§ The task
Provide an exact reproduction of every entry.

-- START Data to use --

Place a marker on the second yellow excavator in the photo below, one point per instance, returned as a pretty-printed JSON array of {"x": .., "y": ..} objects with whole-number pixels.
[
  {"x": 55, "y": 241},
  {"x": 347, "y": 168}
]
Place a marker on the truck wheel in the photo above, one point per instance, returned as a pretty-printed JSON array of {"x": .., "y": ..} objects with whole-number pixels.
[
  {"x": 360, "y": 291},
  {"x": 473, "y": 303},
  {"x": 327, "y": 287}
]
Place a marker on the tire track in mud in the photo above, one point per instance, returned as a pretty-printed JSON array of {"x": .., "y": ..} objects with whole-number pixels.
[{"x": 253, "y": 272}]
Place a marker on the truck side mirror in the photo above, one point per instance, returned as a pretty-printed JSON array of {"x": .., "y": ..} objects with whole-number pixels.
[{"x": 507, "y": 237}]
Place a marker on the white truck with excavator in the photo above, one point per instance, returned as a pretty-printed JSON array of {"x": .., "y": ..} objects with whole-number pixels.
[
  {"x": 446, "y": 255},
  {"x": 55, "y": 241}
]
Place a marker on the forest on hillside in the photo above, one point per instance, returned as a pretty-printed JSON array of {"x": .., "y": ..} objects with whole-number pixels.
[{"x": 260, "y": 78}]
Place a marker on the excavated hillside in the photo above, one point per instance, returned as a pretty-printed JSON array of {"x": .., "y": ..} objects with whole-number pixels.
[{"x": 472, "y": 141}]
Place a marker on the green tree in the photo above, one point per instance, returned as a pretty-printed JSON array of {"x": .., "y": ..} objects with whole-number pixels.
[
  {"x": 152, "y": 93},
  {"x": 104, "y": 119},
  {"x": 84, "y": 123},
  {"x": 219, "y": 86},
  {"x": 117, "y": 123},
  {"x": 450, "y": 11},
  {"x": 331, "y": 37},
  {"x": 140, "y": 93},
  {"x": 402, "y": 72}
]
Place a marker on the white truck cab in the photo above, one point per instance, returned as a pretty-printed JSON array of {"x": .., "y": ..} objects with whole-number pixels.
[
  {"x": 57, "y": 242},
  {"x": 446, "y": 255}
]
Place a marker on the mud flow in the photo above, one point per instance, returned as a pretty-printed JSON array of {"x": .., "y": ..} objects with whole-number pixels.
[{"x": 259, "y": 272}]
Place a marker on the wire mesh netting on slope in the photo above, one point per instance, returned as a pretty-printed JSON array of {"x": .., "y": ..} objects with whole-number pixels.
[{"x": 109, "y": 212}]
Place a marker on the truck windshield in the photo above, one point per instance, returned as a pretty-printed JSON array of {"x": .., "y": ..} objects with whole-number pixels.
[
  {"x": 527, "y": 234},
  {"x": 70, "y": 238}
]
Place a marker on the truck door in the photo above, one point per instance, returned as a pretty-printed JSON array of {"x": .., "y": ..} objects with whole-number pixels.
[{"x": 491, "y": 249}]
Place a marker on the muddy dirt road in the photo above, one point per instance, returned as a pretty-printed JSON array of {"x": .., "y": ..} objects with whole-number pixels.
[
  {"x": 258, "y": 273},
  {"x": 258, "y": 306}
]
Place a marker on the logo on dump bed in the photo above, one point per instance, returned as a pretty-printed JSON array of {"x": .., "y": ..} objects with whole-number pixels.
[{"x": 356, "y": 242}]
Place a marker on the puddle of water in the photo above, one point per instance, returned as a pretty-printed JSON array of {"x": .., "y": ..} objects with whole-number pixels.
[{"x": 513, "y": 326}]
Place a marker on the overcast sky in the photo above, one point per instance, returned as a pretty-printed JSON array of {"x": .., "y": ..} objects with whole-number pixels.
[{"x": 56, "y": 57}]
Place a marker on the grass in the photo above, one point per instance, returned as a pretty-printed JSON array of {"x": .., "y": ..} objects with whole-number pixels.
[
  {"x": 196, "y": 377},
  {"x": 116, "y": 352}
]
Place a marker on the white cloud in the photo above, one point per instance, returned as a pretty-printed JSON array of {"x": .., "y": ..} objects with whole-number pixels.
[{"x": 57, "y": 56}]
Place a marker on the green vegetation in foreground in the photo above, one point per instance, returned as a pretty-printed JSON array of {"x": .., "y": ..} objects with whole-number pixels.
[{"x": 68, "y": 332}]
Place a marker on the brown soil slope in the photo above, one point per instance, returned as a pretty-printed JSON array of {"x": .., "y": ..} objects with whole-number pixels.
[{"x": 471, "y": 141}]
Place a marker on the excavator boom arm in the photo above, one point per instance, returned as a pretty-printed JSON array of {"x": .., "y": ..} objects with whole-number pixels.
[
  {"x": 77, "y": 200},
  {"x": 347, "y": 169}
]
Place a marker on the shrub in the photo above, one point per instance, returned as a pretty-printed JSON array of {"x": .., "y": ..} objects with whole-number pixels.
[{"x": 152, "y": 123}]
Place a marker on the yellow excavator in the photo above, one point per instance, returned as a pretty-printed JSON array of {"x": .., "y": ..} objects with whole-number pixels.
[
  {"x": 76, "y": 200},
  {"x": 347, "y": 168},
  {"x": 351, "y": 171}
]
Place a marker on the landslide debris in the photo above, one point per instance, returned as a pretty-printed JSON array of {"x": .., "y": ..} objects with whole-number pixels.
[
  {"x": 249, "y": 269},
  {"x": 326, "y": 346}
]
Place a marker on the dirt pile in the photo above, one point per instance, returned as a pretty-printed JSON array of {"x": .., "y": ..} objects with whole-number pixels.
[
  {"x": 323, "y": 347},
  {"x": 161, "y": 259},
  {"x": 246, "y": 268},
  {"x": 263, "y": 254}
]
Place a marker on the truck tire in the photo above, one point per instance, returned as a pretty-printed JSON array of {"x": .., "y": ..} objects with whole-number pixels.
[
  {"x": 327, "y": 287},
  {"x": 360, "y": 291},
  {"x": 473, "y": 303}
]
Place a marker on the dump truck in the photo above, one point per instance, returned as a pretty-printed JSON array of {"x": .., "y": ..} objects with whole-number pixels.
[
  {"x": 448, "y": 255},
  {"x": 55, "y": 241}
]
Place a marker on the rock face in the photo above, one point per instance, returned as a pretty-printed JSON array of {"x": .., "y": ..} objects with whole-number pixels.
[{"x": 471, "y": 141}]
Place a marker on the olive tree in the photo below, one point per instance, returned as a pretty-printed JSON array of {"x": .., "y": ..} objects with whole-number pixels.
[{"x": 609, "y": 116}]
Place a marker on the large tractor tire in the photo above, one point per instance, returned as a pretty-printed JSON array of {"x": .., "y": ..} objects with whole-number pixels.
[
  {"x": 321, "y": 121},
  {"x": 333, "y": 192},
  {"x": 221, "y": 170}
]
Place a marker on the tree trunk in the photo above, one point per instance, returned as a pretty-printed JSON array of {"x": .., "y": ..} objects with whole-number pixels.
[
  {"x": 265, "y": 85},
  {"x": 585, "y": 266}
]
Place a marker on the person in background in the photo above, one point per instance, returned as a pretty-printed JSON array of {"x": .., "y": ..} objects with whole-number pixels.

-- END Data to use --

§ Full answer
Place a marker on the second yellow excavator in the photo below, one point per instance, returned as a pretty-printed JSON array of {"x": .., "y": ..} objects with whole-number pixels.
[
  {"x": 55, "y": 241},
  {"x": 347, "y": 168}
]
Place a marker on the truck wheel in the photo above, one point per instance, returned as a pretty-printed JSON array of {"x": .., "y": ..} objects with whole-number pixels.
[
  {"x": 360, "y": 291},
  {"x": 473, "y": 303},
  {"x": 327, "y": 287}
]
Place a marker on the tire track in mud in the photo above, one point per instance, returned as a pretty-printed JSON array of {"x": .., "y": ..} objects with whole-number pixels.
[{"x": 253, "y": 272}]
Place a marker on the truck side mirror in the photo above, one point per instance, returned as a pretty-printed JSON array of {"x": .., "y": ..} objects with whole-number pixels.
[{"x": 507, "y": 237}]
Place a marker on the white truck with excavator in the photo above, one point per instance, returned as a pretty-printed JSON array of {"x": .., "y": ..} objects with whole-number pixels.
[
  {"x": 446, "y": 255},
  {"x": 55, "y": 241}
]
Place a marker on the forest on hillside in the photo above, one point per instance, returned as a pretty-printed JSON array of {"x": .., "y": ..} objects with whole-number pixels.
[{"x": 260, "y": 78}]
Place a marker on the excavated hillside in the photo above, one point per instance, returned as a pretty-printed JSON array of {"x": .., "y": ..} objects with whole-number pixels.
[{"x": 472, "y": 141}]
Place a marker on the green tree in the photo above, one point per instance, returned as a pretty-printed JSON array of {"x": .., "y": ..} objects with whole-number pixels.
[
  {"x": 152, "y": 93},
  {"x": 104, "y": 119},
  {"x": 84, "y": 123},
  {"x": 219, "y": 86},
  {"x": 117, "y": 123},
  {"x": 450, "y": 11},
  {"x": 331, "y": 37},
  {"x": 140, "y": 93},
  {"x": 402, "y": 72}
]
Place a marker on the white truck cab in the photo above, one point per instance, returned as a pretty-printed JSON array of {"x": .., "y": ..} objects with whole-number pixels.
[
  {"x": 57, "y": 242},
  {"x": 446, "y": 255}
]
Place a marker on the mud flow in the photo above, one point per instance, returned as a pretty-printed JSON array of {"x": .., "y": ..} objects with whole-number pixels.
[{"x": 259, "y": 272}]
Place a marker on the wire mesh netting on slope in the photo above, one point per instance, returned as a pretty-printed JSON array of {"x": .., "y": ..} objects with whole-number pixels.
[{"x": 109, "y": 212}]
Place a marker on the truck windshield in the photo above, one point per instance, returned as a pretty-printed JSON array of {"x": .., "y": ..} objects with whole-number pixels.
[
  {"x": 527, "y": 234},
  {"x": 70, "y": 238}
]
Place a marker on the truck door in the photo above, one point per instance, returned as a pretty-printed JSON array of {"x": .., "y": ..} objects with whole-number pixels.
[{"x": 491, "y": 249}]
Place a marker on the muddy dirt road in the photo above, one point per instance, returned as a pretty-printed JSON array of {"x": .., "y": ..} objects with whole-number pixels.
[
  {"x": 258, "y": 273},
  {"x": 258, "y": 306}
]
Place a marker on the logo on dump bed in the photo above, one point per instance, returned as a pretty-printed JSON array of {"x": .., "y": ..} objects with whole-number pixels.
[{"x": 356, "y": 242}]
Place a marker on the puddle of water in the photo above, one point per instance, returned as a pretty-printed JSON array of {"x": .., "y": ..} objects with whole-number pixels.
[{"x": 513, "y": 326}]
Place a marker on the overcast sky in the photo above, one point per instance, returned as a pretty-printed JSON array of {"x": .., "y": ..} objects with whole-number pixels.
[{"x": 56, "y": 57}]
Place a marker on the grass in the photo above, one point per instance, returned as a pretty-printed JSON array of {"x": .., "y": ..} objects with whole-number pixels.
[
  {"x": 196, "y": 377},
  {"x": 116, "y": 352}
]
Place a marker on the white cloud in the photo above, one point per instance, returned as a pretty-printed JSON array of {"x": .., "y": ..} objects with whole-number pixels.
[{"x": 57, "y": 56}]
Place a marker on the green vegetation in foreground in the photo above, one point per instance, returned as a pretty-printed JSON array of {"x": .., "y": ..} objects with whole-number pixels.
[{"x": 68, "y": 332}]
Place a marker on the brown soil slope in the photo above, one point per instance, returned as a pretty-printed JSON array of {"x": .., "y": ..} objects with whole-number pixels.
[{"x": 471, "y": 141}]
Place a marker on the excavator boom arm in the photo above, one point per instance, returned as a pretty-printed JSON array of {"x": .., "y": ..} objects with whole-number pixels.
[
  {"x": 77, "y": 200},
  {"x": 347, "y": 169}
]
Place a marker on the shrub in the photo above, one point per instance, returned as a pretty-printed JSON array of {"x": .., "y": ..} objects with whole-number pixels.
[{"x": 152, "y": 123}]
Place a marker on the yellow excavator in the photo above, one point per instance, returned as a pretty-printed JSON array of {"x": .., "y": ..} objects with whole-number pixels.
[
  {"x": 76, "y": 200},
  {"x": 347, "y": 168},
  {"x": 351, "y": 171}
]
Place a marker on the landslide debris in the photo above, one point per instance, returned as a pretty-printed JSON array of {"x": .., "y": ..} objects with whole-number pixels.
[
  {"x": 249, "y": 269},
  {"x": 326, "y": 346}
]
Place a marker on the dirt pile in the photo above, one point per instance, returned as a pretty-printed JSON array of {"x": .., "y": ..} objects with whole-number pixels.
[
  {"x": 323, "y": 347},
  {"x": 161, "y": 259},
  {"x": 246, "y": 268},
  {"x": 263, "y": 254}
]
Place a marker on the truck tire in the photo above, one point per instance, returned as a pretty-printed JSON array of {"x": .., "y": ..} objects with whole-number pixels.
[
  {"x": 327, "y": 287},
  {"x": 360, "y": 291},
  {"x": 473, "y": 303}
]
Place a marker on the dump truck in the photo above, one point per instance, returned as a pretty-printed JSON array of {"x": .., "y": ..} objects with whole-number pixels.
[
  {"x": 448, "y": 255},
  {"x": 55, "y": 241}
]
Place a marker on the rock face in the photo above, one point per instance, returned as a pretty-printed JSON array of {"x": .., "y": ..} objects with whole-number pixels.
[{"x": 471, "y": 141}]
Place a marker on the olive tree in the photo below, one point per instance, returned as a pretty-printed JSON array of {"x": .., "y": ..} objects with whole-number pixels.
[{"x": 609, "y": 116}]
Place a marker on the large tractor tire in the photo above, one point per instance, returned as a pretty-printed JSON array of {"x": .., "y": ..} objects with whole-number pixels.
[
  {"x": 321, "y": 121},
  {"x": 333, "y": 192},
  {"x": 221, "y": 170}
]
Place a marker on the tree trunk in the photo above, one point per instance, returned as a pretty-printed JSON array of {"x": .., "y": ..} objects with whole-number pixels.
[
  {"x": 265, "y": 85},
  {"x": 585, "y": 266}
]
Place a marker on the person in background in the photo above, one point per instance, returned as a pretty-printed JSON array of {"x": .., "y": ..} objects with whole-number pixels.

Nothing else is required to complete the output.